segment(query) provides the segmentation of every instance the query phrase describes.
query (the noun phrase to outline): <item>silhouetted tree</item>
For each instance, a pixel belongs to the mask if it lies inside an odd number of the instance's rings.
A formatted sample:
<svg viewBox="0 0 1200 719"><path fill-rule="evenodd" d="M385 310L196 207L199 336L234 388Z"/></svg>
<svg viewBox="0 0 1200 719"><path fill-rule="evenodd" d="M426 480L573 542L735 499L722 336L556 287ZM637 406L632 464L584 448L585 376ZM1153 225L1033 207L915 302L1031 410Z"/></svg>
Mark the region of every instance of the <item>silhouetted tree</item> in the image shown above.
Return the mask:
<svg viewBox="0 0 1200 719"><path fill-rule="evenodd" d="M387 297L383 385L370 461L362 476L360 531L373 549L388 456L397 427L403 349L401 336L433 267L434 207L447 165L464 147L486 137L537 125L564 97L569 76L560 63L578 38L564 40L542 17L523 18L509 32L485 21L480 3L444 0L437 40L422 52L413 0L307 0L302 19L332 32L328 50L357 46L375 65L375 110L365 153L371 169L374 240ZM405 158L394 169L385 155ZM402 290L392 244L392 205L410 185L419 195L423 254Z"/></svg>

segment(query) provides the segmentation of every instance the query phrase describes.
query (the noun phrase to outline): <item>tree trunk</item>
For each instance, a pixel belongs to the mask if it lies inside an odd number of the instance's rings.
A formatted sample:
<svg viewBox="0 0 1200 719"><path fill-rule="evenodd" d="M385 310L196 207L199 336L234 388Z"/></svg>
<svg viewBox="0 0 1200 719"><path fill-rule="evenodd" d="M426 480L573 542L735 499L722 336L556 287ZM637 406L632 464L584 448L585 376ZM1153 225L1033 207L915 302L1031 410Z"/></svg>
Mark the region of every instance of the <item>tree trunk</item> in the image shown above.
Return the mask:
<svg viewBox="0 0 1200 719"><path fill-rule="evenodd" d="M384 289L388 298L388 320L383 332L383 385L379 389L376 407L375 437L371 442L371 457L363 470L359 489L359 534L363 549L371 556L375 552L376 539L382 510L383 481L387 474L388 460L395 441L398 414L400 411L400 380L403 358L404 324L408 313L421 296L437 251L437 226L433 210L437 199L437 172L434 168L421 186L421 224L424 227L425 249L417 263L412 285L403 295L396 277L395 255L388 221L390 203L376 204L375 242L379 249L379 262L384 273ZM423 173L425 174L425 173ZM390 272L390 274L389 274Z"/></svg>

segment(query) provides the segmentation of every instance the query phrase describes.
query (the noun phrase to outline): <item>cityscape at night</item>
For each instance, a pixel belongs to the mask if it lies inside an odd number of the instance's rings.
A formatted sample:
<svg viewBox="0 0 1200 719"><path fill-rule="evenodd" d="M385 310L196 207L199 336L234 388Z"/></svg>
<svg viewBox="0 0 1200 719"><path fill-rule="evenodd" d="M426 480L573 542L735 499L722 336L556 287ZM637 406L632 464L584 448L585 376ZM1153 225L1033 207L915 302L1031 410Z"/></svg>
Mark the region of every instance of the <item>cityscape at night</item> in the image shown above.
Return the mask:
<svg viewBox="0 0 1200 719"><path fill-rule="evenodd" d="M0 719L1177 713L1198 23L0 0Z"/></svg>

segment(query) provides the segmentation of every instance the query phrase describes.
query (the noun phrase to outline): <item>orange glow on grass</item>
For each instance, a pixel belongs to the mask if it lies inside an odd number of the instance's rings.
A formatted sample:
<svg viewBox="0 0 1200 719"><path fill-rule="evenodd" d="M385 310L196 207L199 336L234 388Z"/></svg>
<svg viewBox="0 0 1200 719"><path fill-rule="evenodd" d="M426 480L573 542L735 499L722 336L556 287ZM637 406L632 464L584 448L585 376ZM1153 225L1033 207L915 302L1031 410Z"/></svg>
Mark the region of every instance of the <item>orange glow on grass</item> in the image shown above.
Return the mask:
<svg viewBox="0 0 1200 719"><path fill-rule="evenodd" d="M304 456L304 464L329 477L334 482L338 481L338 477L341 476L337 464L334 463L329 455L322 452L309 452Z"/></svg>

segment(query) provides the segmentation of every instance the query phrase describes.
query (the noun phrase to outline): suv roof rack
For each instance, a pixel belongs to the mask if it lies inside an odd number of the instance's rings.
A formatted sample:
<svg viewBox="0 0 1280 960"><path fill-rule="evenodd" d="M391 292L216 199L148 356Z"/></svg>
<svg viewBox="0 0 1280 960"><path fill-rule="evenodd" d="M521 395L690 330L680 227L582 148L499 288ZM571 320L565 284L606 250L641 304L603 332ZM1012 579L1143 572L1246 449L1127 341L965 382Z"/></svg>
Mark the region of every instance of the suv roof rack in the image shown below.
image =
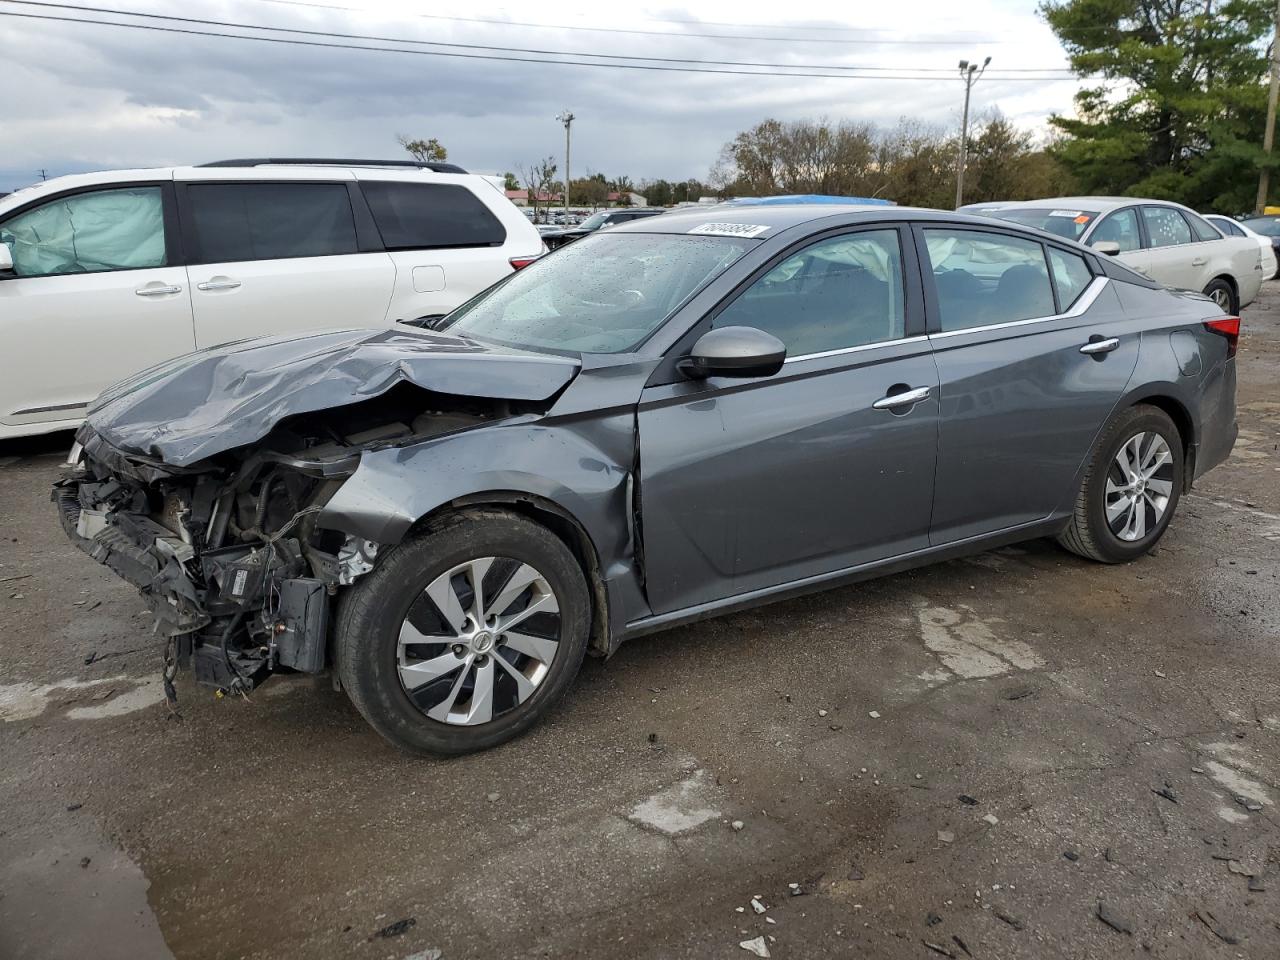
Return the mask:
<svg viewBox="0 0 1280 960"><path fill-rule="evenodd" d="M434 173L466 173L456 163L432 163L426 160L348 160L332 157L247 157L239 160L215 160L201 167L415 167Z"/></svg>

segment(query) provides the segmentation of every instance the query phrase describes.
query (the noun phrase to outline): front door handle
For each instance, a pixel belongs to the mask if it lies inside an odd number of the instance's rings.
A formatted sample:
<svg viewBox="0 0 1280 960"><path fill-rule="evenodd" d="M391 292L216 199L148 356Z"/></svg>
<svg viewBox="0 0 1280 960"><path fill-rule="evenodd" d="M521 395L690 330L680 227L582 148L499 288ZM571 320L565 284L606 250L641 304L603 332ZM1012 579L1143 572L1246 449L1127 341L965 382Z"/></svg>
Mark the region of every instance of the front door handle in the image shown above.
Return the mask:
<svg viewBox="0 0 1280 960"><path fill-rule="evenodd" d="M1120 346L1119 337L1108 337L1105 340L1090 340L1080 348L1080 352L1086 354L1110 353L1118 346Z"/></svg>
<svg viewBox="0 0 1280 960"><path fill-rule="evenodd" d="M181 287L175 286L158 286L158 287L139 287L133 291L140 297L165 297L171 293L181 293Z"/></svg>
<svg viewBox="0 0 1280 960"><path fill-rule="evenodd" d="M1193 267L1203 267L1208 262L1209 261L1206 260L1204 257L1196 257L1194 260L1191 261L1191 265Z"/></svg>
<svg viewBox="0 0 1280 960"><path fill-rule="evenodd" d="M896 410L898 407L909 407L913 403L928 399L929 388L916 387L914 390L904 390L902 393L891 393L887 397L881 397L871 406L876 410Z"/></svg>
<svg viewBox="0 0 1280 960"><path fill-rule="evenodd" d="M214 277L212 280L205 280L196 284L197 290L234 290L240 286L239 280L232 280L230 277Z"/></svg>

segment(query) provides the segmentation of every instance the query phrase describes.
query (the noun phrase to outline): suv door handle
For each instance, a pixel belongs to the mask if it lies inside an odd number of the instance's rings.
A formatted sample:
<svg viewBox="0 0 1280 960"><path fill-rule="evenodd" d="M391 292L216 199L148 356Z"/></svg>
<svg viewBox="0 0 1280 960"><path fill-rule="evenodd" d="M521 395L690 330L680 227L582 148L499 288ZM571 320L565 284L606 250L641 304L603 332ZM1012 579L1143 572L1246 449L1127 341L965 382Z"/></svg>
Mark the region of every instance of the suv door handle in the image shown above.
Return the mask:
<svg viewBox="0 0 1280 960"><path fill-rule="evenodd" d="M171 293L181 293L182 288L175 286L139 287L133 292L140 297L164 297Z"/></svg>
<svg viewBox="0 0 1280 960"><path fill-rule="evenodd" d="M876 410L894 410L898 407L909 407L913 403L928 399L929 388L916 387L914 390L904 390L902 393L891 393L887 397L881 397L871 406Z"/></svg>
<svg viewBox="0 0 1280 960"><path fill-rule="evenodd" d="M219 277L213 280L205 280L196 284L197 290L234 290L240 286L239 280L232 280L230 277Z"/></svg>
<svg viewBox="0 0 1280 960"><path fill-rule="evenodd" d="M1203 267L1208 262L1209 261L1206 260L1204 257L1196 257L1194 260L1191 261L1191 265L1193 267Z"/></svg>
<svg viewBox="0 0 1280 960"><path fill-rule="evenodd" d="M1090 340L1080 348L1081 353L1110 353L1116 347L1120 346L1119 337L1108 337L1106 340Z"/></svg>

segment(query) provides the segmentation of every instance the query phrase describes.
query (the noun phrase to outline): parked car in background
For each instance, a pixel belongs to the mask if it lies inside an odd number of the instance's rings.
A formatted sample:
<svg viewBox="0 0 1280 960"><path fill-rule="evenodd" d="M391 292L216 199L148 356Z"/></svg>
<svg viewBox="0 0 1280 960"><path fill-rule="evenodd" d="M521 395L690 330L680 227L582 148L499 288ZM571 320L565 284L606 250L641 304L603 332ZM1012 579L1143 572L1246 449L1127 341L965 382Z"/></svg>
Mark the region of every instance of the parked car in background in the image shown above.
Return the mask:
<svg viewBox="0 0 1280 960"><path fill-rule="evenodd" d="M1206 213L1204 218L1217 227L1225 237L1251 237L1258 245L1258 249L1262 251L1263 278L1274 280L1280 276L1280 217L1258 218L1262 221L1261 223L1233 220L1220 213ZM1257 230L1258 226L1275 230L1275 234L1268 236Z"/></svg>
<svg viewBox="0 0 1280 960"><path fill-rule="evenodd" d="M563 247L566 243L580 240L597 230L616 227L620 223L630 223L632 220L642 220L645 217L656 217L666 212L665 207L619 207L616 210L598 210L575 226L544 233L542 239L546 241L547 249L554 250L556 247Z"/></svg>
<svg viewBox="0 0 1280 960"><path fill-rule="evenodd" d="M1194 210L1133 197L1056 197L982 212L1077 240L1160 283L1195 290L1239 313L1262 286L1257 244L1224 237Z"/></svg>
<svg viewBox="0 0 1280 960"><path fill-rule="evenodd" d="M332 664L392 743L461 753L631 637L1035 537L1142 557L1235 442L1239 332L999 220L690 209L429 329L171 361L55 492L166 663Z"/></svg>
<svg viewBox="0 0 1280 960"><path fill-rule="evenodd" d="M452 164L232 160L49 180L0 201L0 437L264 334L448 313L543 252Z"/></svg>

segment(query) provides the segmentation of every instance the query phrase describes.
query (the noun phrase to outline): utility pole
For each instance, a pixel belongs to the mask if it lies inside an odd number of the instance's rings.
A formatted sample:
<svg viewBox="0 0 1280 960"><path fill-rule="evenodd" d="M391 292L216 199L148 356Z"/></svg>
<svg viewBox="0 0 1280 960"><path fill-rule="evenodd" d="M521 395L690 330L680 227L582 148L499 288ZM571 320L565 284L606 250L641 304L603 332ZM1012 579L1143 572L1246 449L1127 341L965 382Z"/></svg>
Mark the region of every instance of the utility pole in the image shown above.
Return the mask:
<svg viewBox="0 0 1280 960"><path fill-rule="evenodd" d="M45 172L44 167L41 167L41 168L40 168L40 179L41 179L41 180L48 180L48 179L49 179L49 175Z"/></svg>
<svg viewBox="0 0 1280 960"><path fill-rule="evenodd" d="M569 125L573 123L573 114L568 110L561 110L560 115L556 117L564 124L564 220L569 222Z"/></svg>
<svg viewBox="0 0 1280 960"><path fill-rule="evenodd" d="M964 81L964 119L960 121L960 163L956 168L956 209L964 205L964 168L969 154L969 92L978 79L987 72L987 64L991 58L982 61L982 66L960 61L960 79Z"/></svg>
<svg viewBox="0 0 1280 960"><path fill-rule="evenodd" d="M1267 126L1262 134L1262 152L1271 159L1271 147L1276 137L1276 96L1280 94L1280 2L1276 4L1275 29L1271 39L1271 92L1267 97ZM1258 201L1254 213L1262 213L1271 190L1271 169L1263 167L1258 174Z"/></svg>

**********

* _THE TASK_: Repeat the lines from the first one in the records through the line containing "Mark the region of every instance of the <item>silhouetted", exactly as written, and nothing else.

* _ANSWER TO THIS EXERCISE_:
segment(query) provides the segmentation of every instance the query phrase describes.
query (the noun phrase to outline): <item>silhouetted tree</item>
For each instance, a pixel belongs to the mask if it lies inside an odd number of the instance's rings.
A formatted sample:
<svg viewBox="0 0 1200 719"><path fill-rule="evenodd" d="M385 310L196 207L199 336L234 388Z"/></svg>
<svg viewBox="0 0 1200 719"><path fill-rule="evenodd" d="M426 480L573 542L735 499L722 336L556 287ZM637 406L632 464L584 448L585 376ZM1153 225L1033 207L915 302L1031 410Z"/></svg>
Mark the region of every instance of the <item>silhouetted tree</item> in the image shown above.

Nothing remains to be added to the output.